TO DO: Each line from the one containing "Target: small tree" through the last line of the data below is to be written out verbatim, and nothing more.

[[ DATA FOR REVIEW, beginning ]]

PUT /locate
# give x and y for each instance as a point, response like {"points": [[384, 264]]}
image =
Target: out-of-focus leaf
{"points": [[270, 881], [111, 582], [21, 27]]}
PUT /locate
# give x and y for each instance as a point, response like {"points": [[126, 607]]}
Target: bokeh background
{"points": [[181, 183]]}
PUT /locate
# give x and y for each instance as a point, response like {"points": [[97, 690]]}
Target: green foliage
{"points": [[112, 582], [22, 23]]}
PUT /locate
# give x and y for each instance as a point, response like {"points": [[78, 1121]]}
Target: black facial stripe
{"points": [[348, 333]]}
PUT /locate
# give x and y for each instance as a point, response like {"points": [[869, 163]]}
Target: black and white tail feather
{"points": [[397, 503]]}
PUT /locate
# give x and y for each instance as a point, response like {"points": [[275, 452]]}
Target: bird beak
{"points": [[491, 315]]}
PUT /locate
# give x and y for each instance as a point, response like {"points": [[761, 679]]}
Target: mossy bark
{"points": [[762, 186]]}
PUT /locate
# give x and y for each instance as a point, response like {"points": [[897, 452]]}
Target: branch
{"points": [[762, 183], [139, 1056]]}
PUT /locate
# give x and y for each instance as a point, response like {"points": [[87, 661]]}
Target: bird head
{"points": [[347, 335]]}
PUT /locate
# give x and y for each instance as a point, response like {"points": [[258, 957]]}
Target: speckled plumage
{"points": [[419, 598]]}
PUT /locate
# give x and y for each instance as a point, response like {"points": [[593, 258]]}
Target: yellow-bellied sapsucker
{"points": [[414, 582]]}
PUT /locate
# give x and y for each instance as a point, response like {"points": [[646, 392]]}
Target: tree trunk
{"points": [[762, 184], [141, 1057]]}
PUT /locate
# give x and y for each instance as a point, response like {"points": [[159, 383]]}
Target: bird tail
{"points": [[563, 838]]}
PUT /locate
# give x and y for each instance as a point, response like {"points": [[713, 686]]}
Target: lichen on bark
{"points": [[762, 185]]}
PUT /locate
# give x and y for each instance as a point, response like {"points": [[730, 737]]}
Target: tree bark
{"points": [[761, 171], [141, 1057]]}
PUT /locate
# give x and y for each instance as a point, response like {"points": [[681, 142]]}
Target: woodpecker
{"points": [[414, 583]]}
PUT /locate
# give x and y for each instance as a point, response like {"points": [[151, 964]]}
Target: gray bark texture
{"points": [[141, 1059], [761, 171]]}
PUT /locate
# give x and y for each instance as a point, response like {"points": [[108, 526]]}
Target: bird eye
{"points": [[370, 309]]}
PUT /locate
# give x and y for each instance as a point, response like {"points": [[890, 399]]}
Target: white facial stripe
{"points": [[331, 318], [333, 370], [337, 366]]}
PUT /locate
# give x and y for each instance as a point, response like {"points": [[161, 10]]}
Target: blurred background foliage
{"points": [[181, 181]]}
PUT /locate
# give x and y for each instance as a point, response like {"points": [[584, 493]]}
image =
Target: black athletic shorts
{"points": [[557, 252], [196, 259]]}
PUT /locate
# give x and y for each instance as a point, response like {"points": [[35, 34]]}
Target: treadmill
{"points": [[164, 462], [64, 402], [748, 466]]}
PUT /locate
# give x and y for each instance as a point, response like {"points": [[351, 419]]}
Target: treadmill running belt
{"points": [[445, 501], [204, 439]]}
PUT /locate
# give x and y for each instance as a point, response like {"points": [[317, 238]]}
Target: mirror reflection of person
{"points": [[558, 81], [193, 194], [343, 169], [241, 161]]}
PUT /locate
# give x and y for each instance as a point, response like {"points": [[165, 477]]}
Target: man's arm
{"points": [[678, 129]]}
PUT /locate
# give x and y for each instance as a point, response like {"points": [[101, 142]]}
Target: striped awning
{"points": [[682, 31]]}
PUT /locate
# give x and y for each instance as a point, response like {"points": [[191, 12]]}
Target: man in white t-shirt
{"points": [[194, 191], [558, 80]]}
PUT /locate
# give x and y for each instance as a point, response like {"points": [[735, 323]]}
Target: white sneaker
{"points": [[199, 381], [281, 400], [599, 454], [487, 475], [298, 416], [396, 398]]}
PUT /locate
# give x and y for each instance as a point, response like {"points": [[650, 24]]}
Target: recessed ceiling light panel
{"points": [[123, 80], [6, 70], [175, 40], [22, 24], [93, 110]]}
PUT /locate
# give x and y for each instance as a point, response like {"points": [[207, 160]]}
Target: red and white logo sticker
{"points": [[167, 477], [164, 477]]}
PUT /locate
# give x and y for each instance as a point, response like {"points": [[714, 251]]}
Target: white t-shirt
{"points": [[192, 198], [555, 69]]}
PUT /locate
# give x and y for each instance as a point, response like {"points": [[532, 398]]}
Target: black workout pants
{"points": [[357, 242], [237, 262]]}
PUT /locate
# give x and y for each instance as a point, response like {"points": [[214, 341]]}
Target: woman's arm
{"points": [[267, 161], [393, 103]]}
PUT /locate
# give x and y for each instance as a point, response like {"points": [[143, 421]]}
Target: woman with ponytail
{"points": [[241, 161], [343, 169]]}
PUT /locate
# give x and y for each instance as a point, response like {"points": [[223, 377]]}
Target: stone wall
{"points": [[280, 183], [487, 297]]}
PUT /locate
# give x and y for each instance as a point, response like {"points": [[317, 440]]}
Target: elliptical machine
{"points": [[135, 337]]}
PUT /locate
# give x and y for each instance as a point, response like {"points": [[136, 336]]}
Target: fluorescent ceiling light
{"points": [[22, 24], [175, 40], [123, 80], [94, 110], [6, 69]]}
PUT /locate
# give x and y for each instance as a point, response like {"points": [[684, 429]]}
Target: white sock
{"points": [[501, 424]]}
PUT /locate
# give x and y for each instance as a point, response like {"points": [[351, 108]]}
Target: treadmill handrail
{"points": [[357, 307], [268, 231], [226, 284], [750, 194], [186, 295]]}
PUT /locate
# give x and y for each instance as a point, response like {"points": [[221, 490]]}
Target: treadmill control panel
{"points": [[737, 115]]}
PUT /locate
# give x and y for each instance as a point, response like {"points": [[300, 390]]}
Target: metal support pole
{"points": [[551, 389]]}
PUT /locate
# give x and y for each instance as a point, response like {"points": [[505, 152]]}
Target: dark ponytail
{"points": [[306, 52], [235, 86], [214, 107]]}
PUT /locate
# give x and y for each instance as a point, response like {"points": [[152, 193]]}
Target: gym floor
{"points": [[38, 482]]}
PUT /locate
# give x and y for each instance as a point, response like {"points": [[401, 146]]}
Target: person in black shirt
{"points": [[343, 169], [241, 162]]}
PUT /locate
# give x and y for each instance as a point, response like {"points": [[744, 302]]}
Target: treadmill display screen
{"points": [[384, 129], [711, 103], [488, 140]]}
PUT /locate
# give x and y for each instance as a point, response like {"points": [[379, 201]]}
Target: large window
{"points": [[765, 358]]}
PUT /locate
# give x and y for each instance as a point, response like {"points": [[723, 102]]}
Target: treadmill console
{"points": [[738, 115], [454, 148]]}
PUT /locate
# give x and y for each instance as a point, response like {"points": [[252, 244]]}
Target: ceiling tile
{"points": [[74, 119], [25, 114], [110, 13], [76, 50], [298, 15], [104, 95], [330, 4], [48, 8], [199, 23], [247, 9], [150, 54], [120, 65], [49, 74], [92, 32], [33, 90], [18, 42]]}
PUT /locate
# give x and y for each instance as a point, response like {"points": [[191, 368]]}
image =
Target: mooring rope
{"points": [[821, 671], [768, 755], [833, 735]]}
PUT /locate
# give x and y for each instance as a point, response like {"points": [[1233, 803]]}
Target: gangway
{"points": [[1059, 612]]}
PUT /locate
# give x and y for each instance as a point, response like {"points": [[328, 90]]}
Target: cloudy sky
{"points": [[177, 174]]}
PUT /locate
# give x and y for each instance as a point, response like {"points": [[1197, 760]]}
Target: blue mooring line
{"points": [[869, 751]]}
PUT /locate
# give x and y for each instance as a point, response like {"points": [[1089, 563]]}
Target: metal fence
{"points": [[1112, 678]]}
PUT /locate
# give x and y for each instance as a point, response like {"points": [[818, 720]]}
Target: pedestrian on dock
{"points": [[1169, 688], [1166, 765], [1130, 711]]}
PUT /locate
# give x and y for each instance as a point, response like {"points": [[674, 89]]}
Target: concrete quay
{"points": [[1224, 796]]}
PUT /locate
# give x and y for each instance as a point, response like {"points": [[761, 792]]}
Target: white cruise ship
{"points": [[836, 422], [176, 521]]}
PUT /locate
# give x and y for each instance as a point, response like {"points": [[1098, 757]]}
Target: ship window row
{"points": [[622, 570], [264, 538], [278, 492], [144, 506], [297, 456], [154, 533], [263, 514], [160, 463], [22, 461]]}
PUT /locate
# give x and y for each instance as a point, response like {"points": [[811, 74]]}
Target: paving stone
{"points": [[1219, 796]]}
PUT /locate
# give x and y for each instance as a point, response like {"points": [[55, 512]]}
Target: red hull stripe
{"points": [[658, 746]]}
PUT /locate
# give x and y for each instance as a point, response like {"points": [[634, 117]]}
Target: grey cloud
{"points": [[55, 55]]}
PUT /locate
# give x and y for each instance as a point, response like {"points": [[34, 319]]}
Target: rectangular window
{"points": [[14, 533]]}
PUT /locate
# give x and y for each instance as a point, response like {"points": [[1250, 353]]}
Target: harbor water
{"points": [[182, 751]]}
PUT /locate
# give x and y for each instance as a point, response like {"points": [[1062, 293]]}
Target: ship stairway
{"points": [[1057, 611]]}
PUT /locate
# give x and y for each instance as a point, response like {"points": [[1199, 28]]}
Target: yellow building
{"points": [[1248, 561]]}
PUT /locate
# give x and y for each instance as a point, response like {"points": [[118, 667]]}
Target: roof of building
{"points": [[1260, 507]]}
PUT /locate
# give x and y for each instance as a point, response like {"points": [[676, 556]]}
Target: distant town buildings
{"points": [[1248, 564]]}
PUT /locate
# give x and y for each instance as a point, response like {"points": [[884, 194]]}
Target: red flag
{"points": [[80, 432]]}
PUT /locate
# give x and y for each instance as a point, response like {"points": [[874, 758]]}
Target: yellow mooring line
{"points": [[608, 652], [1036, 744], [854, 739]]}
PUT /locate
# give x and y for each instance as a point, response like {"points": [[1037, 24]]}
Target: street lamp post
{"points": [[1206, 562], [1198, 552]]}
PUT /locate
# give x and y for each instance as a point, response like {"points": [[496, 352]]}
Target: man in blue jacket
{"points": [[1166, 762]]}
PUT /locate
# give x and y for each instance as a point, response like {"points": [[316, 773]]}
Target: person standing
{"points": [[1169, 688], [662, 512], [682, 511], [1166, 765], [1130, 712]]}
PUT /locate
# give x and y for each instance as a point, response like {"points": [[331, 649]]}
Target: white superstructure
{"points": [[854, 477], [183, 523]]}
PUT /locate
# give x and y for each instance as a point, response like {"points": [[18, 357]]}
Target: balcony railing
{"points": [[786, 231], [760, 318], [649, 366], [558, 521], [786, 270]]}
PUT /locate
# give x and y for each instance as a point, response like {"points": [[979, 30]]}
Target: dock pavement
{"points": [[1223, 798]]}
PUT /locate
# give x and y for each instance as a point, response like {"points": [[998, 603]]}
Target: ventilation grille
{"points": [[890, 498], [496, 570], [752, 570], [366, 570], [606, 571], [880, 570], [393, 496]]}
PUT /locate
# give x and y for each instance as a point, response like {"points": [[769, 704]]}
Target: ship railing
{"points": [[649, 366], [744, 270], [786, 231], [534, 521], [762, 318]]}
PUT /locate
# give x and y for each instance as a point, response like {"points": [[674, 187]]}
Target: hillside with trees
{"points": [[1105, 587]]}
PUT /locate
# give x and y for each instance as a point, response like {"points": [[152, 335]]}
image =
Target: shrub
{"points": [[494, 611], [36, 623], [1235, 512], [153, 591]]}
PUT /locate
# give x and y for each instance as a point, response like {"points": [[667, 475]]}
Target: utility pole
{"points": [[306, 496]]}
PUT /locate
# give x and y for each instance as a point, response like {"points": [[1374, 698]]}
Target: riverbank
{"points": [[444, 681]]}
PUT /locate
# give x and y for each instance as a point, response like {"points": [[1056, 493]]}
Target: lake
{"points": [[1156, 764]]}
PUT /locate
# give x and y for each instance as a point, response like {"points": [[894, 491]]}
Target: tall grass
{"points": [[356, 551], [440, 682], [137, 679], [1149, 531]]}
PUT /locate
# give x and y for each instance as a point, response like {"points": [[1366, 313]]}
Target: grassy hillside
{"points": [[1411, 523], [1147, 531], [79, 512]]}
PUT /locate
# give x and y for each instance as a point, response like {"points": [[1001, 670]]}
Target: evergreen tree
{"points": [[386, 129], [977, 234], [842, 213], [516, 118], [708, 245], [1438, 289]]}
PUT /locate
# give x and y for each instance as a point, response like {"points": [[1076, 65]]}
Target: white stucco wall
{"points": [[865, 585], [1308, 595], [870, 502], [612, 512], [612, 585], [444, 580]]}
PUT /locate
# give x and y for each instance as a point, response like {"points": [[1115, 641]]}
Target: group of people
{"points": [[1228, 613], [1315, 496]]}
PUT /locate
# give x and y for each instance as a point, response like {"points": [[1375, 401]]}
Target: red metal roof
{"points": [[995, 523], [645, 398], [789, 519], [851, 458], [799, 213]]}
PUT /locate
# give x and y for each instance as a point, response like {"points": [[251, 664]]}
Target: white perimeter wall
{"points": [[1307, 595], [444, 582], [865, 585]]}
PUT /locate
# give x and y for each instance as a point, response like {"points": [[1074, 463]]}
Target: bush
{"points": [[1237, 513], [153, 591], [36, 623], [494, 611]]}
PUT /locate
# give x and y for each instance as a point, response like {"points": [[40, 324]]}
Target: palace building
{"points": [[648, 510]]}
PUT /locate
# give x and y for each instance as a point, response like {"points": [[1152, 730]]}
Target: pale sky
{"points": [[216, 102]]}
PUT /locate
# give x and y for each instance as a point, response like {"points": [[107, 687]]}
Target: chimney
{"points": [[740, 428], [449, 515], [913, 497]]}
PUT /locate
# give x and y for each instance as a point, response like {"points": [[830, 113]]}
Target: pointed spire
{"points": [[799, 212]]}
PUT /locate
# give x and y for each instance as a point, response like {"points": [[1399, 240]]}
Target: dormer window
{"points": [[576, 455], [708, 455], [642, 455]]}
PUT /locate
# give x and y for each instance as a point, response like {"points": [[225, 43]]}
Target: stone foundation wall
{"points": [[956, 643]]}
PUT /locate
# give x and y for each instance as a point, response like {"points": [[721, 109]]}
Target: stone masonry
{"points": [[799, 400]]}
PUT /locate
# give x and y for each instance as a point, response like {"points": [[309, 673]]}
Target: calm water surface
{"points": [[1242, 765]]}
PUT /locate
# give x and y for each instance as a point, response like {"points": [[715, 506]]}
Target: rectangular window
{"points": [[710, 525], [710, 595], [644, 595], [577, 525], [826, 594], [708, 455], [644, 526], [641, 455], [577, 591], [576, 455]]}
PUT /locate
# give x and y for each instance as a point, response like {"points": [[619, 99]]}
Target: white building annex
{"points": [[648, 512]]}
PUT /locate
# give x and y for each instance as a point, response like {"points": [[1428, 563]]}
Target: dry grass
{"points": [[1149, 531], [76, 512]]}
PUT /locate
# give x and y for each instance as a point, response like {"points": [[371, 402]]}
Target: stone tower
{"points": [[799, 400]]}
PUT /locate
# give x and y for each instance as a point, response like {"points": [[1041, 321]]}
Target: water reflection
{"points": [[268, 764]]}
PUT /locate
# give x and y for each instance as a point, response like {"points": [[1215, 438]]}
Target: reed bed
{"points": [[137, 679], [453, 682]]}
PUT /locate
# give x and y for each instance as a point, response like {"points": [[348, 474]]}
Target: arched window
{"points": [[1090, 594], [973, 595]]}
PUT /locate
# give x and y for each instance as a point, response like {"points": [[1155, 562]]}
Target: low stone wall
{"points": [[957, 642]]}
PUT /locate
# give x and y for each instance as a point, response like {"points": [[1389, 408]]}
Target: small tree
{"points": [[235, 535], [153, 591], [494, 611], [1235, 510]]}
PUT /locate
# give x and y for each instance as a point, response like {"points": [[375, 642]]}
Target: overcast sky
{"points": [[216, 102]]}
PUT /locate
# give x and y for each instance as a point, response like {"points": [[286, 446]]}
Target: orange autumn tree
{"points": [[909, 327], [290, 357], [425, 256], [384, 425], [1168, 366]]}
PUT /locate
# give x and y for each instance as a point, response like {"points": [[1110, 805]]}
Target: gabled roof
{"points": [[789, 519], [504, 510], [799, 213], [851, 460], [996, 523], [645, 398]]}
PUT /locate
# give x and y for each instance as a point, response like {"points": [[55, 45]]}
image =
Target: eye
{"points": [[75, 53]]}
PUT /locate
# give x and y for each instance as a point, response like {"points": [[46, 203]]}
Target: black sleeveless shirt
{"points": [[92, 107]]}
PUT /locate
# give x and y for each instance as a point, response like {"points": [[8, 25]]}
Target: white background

[[ DATA FOR REVIEW, end ]]

YOUR SOLUTION:
Target: small tree
{"points": [[235, 535], [153, 591], [494, 611], [1235, 510]]}
PUT /locate
# give x and y for each instance as a point, response like {"points": [[375, 642]]}
Target: overcast sky
{"points": [[216, 102]]}
PUT /locate
# give x and y for each instance as a point, response like {"points": [[286, 446]]}
Target: orange autumn tree
{"points": [[909, 327], [290, 357], [425, 256], [384, 425], [1168, 366]]}
PUT /locate
# give x and y for each instance as a point, response like {"points": [[1110, 805]]}
Target: gabled roof
{"points": [[789, 519], [504, 510], [799, 213], [851, 460], [996, 523], [645, 398]]}
PUT /locate
# give x and y for each instance as a point, response like {"points": [[55, 45]]}
image =
Target: eye
{"points": [[75, 53]]}
PUT /locate
# give x and y for each instance as a point, response like {"points": [[46, 203]]}
Target: black sleeveless shirt
{"points": [[92, 107]]}
PUT /locate
# give x and y for each instance as a point, response like {"points": [[8, 25]]}
Target: white background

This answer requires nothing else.